[Task description]
Go through the entries and copy every line that has the string "dome" in it.

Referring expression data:

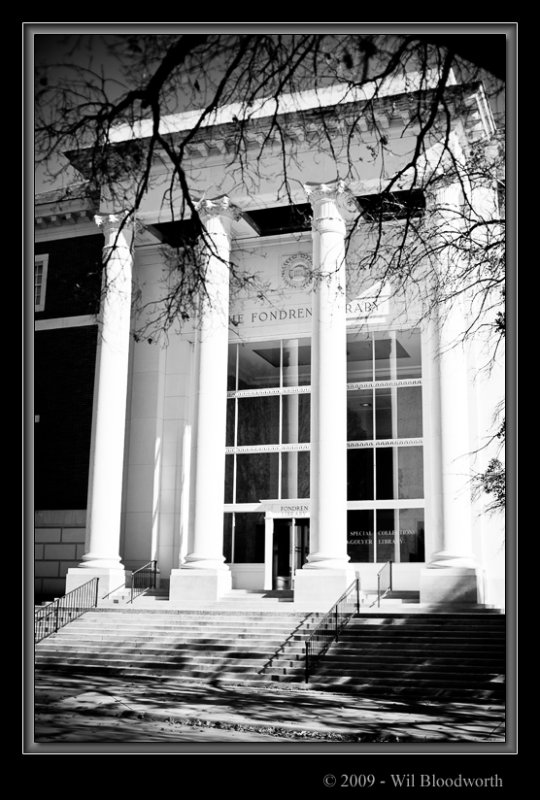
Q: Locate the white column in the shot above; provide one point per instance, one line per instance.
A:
(451, 574)
(104, 506)
(327, 574)
(204, 576)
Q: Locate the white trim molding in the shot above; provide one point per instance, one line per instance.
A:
(41, 267)
(65, 322)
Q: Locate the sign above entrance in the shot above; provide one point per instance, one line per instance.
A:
(286, 508)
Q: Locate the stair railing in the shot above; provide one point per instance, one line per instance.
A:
(50, 618)
(143, 578)
(384, 582)
(331, 625)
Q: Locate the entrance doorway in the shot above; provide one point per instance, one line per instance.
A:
(290, 549)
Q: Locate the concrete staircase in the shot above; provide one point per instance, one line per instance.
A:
(458, 656)
(212, 646)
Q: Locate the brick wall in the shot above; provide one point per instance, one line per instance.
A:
(59, 545)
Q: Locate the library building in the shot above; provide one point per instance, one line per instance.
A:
(309, 424)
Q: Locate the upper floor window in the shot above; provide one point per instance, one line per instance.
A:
(41, 264)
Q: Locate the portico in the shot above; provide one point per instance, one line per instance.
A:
(271, 447)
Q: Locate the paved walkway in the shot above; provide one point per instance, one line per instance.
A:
(78, 708)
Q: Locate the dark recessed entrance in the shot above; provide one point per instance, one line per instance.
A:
(290, 550)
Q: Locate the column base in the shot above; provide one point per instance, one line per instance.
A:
(109, 579)
(318, 589)
(451, 585)
(199, 586)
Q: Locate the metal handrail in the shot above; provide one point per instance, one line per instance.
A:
(59, 612)
(142, 579)
(384, 582)
(331, 625)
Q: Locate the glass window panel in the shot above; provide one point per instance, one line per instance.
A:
(408, 354)
(294, 475)
(360, 474)
(385, 472)
(384, 347)
(360, 536)
(359, 358)
(359, 415)
(296, 362)
(256, 477)
(387, 538)
(230, 423)
(227, 537)
(248, 538)
(258, 420)
(383, 414)
(231, 368)
(409, 411)
(229, 467)
(411, 472)
(258, 365)
(296, 419)
(411, 534)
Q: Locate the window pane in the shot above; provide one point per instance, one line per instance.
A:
(227, 537)
(408, 354)
(294, 475)
(387, 539)
(229, 465)
(411, 534)
(385, 472)
(360, 474)
(230, 423)
(411, 472)
(359, 358)
(258, 365)
(248, 538)
(383, 414)
(383, 356)
(258, 420)
(296, 362)
(256, 477)
(360, 535)
(409, 401)
(231, 369)
(359, 415)
(296, 418)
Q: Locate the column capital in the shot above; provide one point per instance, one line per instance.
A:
(325, 191)
(218, 206)
(112, 224)
(330, 201)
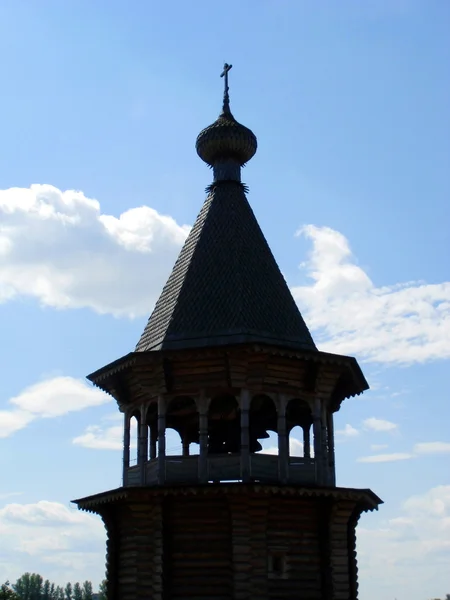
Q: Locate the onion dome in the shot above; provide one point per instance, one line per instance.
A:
(226, 139)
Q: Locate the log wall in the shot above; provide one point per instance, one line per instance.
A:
(221, 546)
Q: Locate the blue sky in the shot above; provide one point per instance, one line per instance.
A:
(349, 101)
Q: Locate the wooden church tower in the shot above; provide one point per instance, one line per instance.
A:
(225, 358)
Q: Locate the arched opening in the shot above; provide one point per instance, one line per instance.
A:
(173, 442)
(152, 424)
(299, 426)
(296, 447)
(262, 420)
(135, 420)
(224, 428)
(181, 426)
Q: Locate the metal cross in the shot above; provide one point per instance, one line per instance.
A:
(226, 97)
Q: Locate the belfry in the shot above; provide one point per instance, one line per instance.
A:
(224, 359)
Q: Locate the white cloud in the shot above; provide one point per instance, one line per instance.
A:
(379, 424)
(407, 556)
(59, 248)
(295, 448)
(49, 532)
(432, 448)
(5, 495)
(348, 432)
(404, 323)
(47, 399)
(377, 447)
(109, 438)
(423, 449)
(385, 457)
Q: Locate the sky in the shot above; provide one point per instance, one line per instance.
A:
(100, 106)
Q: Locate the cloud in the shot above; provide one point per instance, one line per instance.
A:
(422, 449)
(47, 399)
(348, 432)
(98, 437)
(386, 457)
(414, 547)
(58, 247)
(5, 495)
(295, 448)
(379, 424)
(376, 447)
(49, 537)
(404, 324)
(432, 448)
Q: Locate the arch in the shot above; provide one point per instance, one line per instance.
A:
(135, 421)
(182, 417)
(224, 427)
(173, 442)
(299, 416)
(152, 429)
(262, 419)
(296, 445)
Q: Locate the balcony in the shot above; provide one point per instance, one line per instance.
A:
(223, 468)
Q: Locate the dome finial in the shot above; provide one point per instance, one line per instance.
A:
(226, 145)
(226, 97)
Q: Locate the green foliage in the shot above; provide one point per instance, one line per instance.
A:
(87, 590)
(102, 595)
(7, 593)
(31, 586)
(77, 592)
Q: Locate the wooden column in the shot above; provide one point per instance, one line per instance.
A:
(283, 440)
(331, 458)
(317, 429)
(245, 435)
(185, 447)
(143, 445)
(307, 441)
(324, 440)
(126, 448)
(153, 435)
(161, 440)
(203, 439)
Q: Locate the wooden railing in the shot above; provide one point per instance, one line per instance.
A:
(225, 467)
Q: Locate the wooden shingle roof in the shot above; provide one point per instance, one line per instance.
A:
(226, 286)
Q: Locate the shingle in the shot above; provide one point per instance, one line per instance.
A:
(226, 286)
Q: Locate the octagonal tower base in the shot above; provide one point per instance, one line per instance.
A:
(231, 541)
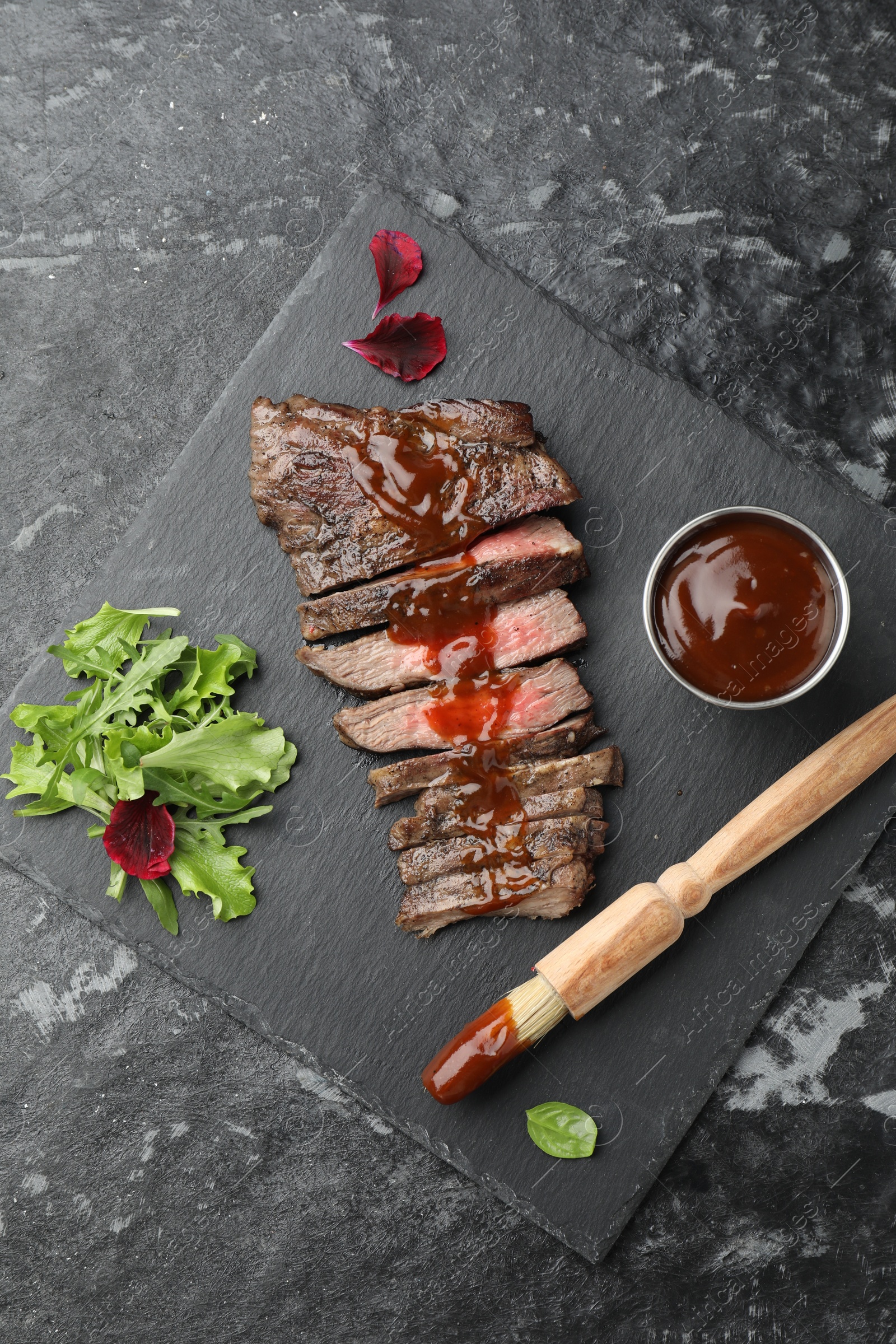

[Expected answer]
Q: Locate the onion dome in the shot above; provide one point per instance, one line per instance.
Q: Locate the dome finial in the shot above; provide one point per instance, one line per instance.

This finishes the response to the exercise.